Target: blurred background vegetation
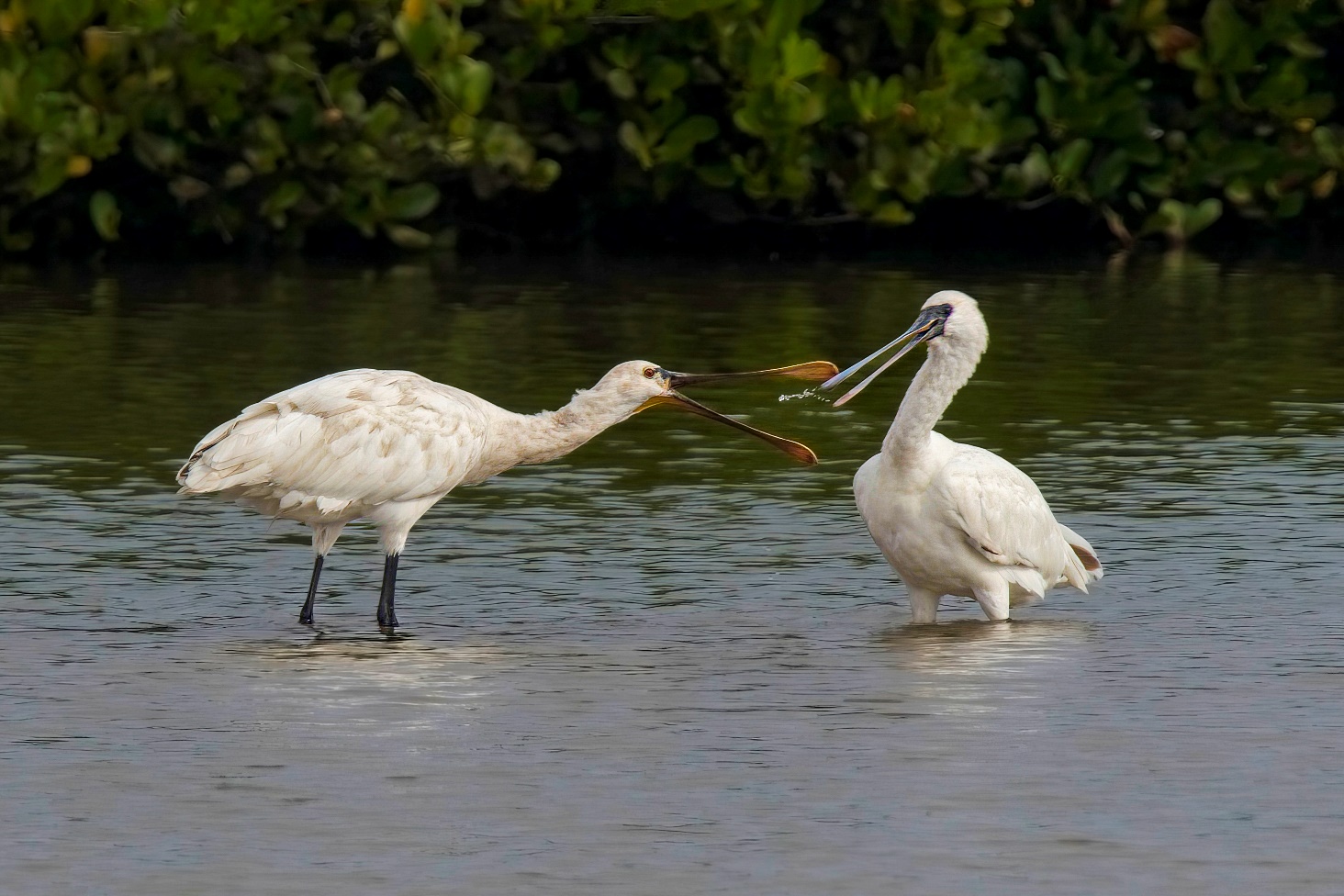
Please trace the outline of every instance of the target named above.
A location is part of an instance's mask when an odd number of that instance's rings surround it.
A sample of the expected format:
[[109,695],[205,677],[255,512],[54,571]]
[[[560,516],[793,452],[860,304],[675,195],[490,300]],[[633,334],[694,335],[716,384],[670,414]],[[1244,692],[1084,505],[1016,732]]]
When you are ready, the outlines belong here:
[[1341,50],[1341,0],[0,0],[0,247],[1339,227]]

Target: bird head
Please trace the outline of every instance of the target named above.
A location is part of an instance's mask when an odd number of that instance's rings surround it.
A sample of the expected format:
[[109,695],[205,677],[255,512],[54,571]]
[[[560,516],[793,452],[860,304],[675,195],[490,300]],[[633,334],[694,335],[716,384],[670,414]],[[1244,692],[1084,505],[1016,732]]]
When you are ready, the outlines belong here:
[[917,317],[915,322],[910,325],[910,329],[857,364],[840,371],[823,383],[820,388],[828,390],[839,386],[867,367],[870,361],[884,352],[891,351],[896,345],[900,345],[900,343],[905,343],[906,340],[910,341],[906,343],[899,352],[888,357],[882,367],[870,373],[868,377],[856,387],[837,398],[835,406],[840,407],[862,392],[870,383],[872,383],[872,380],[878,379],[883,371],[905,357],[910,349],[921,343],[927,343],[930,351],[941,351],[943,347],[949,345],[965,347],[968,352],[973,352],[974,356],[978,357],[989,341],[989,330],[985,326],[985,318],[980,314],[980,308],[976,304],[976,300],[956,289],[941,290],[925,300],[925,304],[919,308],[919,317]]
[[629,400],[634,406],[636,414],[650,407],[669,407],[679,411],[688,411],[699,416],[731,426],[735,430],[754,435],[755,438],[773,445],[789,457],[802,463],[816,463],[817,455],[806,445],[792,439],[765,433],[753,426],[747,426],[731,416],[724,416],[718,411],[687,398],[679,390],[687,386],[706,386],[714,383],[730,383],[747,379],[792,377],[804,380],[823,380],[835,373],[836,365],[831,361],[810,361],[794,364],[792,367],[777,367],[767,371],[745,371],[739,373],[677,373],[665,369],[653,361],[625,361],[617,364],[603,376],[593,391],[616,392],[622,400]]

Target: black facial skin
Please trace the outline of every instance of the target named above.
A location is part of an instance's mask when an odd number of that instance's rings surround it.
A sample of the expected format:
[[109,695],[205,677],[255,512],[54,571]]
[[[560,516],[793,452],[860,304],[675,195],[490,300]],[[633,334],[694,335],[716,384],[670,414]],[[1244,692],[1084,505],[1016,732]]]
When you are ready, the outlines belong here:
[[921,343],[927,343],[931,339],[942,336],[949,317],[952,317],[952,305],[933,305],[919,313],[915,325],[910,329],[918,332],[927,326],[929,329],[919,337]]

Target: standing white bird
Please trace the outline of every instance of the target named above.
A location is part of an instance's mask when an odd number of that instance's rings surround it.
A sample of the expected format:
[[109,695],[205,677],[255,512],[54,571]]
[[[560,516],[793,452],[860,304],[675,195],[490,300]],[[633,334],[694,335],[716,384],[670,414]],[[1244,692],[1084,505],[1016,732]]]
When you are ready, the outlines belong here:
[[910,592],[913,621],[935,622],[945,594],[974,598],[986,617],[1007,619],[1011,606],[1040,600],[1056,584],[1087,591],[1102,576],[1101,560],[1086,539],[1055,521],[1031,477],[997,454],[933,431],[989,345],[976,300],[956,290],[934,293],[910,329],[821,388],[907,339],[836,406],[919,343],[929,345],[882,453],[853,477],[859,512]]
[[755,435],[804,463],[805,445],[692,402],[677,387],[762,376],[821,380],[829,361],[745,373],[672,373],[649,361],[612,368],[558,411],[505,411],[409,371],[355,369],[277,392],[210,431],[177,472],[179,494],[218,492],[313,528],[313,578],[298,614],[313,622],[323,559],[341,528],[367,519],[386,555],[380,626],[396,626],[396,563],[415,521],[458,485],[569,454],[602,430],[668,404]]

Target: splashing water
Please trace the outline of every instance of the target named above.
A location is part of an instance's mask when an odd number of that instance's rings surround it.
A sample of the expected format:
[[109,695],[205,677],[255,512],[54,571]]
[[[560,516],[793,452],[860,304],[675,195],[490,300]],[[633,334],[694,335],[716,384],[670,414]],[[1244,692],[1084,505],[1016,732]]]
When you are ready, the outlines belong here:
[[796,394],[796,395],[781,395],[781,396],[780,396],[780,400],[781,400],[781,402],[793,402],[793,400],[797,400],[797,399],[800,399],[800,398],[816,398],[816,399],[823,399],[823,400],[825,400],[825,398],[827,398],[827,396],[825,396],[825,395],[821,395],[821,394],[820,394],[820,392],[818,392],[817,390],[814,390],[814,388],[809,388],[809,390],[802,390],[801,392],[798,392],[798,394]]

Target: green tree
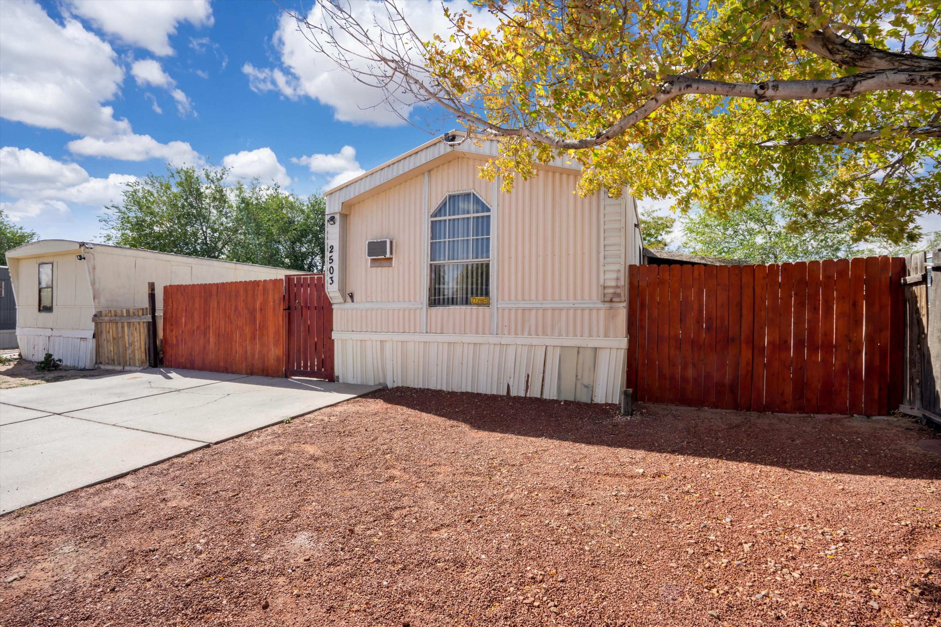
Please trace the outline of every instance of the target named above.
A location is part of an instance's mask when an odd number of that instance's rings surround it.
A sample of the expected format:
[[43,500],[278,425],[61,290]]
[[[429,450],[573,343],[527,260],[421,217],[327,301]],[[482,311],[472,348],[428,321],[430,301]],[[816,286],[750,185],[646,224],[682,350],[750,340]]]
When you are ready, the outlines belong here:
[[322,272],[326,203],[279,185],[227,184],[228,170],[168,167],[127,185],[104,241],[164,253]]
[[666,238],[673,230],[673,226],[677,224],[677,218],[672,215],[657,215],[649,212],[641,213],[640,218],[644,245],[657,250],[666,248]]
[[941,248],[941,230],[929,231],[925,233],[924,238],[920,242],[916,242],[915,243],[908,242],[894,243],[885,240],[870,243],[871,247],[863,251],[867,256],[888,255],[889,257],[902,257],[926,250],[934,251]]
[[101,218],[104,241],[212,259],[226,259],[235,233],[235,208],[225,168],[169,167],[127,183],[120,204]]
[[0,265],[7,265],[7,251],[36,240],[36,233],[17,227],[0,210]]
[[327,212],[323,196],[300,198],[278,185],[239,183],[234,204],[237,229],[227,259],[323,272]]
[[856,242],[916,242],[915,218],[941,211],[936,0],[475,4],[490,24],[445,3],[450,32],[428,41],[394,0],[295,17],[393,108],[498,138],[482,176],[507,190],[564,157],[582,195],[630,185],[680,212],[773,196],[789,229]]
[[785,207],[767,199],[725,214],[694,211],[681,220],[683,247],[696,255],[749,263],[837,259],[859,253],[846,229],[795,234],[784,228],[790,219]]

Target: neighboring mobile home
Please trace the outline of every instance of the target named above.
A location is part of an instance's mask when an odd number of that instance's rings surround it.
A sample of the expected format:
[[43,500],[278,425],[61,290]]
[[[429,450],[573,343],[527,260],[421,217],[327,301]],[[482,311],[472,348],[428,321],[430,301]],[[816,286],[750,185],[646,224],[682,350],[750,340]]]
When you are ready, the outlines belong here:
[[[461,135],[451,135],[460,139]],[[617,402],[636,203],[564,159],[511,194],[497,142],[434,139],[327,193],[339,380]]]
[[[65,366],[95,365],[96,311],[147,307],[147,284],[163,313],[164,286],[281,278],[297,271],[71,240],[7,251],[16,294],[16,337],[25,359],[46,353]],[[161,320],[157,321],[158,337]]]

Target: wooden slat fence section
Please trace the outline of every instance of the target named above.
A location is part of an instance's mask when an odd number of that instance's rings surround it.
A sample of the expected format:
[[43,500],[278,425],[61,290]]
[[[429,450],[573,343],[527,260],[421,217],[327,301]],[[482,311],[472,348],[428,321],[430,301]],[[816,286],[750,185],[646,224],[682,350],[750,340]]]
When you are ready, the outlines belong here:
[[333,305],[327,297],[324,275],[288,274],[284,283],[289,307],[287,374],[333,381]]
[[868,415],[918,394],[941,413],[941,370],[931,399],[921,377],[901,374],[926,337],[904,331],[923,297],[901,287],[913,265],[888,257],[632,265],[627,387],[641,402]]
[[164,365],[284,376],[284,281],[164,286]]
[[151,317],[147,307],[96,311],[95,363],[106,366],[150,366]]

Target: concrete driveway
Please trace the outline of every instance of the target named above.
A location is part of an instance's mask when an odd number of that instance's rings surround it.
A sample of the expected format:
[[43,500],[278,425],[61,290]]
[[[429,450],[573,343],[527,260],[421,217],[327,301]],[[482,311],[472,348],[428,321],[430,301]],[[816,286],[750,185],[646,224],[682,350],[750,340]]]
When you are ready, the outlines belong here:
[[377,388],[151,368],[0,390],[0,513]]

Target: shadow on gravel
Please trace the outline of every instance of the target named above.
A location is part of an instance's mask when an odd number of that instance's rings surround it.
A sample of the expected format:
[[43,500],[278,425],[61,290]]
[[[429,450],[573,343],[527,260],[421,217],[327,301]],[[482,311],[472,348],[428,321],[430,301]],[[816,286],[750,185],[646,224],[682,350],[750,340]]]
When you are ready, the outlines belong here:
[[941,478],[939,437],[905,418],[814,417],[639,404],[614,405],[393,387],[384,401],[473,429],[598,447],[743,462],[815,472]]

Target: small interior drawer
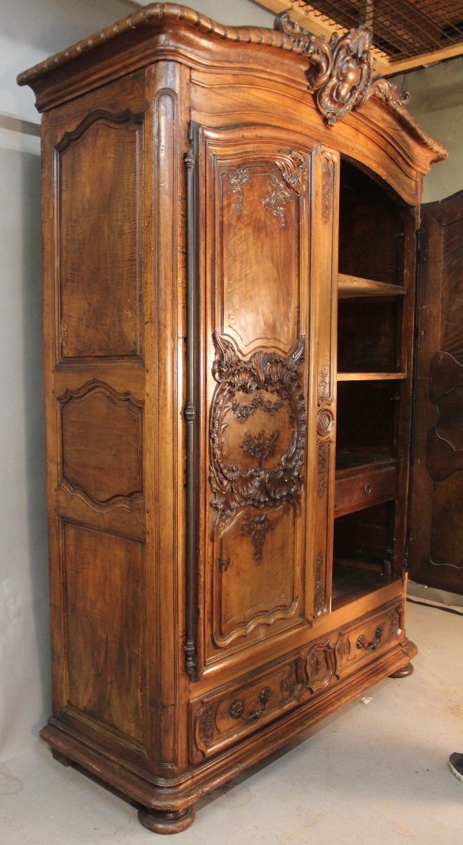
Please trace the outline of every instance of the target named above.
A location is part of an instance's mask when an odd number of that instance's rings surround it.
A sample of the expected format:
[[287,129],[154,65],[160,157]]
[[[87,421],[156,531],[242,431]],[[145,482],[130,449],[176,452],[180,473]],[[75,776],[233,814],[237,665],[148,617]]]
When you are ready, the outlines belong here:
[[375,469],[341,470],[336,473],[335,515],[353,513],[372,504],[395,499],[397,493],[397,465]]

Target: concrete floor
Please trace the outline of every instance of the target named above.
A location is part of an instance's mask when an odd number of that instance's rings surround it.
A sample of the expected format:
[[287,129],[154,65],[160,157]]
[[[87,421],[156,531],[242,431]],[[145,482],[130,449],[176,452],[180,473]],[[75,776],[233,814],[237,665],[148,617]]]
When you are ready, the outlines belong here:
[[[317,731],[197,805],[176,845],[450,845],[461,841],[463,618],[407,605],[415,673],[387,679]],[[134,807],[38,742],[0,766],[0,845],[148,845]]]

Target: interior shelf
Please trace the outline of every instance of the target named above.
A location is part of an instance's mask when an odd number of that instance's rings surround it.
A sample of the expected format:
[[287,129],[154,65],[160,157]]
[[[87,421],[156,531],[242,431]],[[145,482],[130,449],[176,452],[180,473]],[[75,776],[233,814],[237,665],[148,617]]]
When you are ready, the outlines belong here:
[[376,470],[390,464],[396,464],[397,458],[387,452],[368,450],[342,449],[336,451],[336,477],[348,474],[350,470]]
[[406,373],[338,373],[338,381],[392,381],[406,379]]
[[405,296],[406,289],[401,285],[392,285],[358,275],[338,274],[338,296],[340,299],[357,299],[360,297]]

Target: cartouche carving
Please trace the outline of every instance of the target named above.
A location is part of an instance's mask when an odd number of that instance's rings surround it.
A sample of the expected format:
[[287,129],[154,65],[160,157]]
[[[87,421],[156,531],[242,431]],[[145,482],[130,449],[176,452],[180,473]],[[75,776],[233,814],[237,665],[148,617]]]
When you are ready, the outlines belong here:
+ + + + + + +
What you need to do: Please lay out the lines from the very first one through the line containing "[[1341,50],[1341,0],[0,0],[0,247],[1339,227]]" as a Markdown table with the columns Row and Line, giving each line a row number and skipping blank ones. Leave the pictures out of the table.

Response to the task:
| Row | Line |
|---|---|
| 1 | Target: blurred background vegetation |
| 2 | Please trace the outline of every instance of the target named above. |
| 3 | A location is part of an instance's mask when an odd number of that instance's rings surround it. |
| 4 | A sample of the expected format: |
| 5 | [[109,695],[205,677],[255,512],[54,571]] |
| 6 | [[[560,516],[793,452],[860,304],[675,195],[490,300]],[[633,334],[694,335],[716,384],[670,414]],[[1244,692],[1084,505],[1016,732]]] |
| 7 | When you are ready, the outlines belong here: |
| 8 | [[1341,50],[1341,0],[0,0],[0,247],[1339,227]] |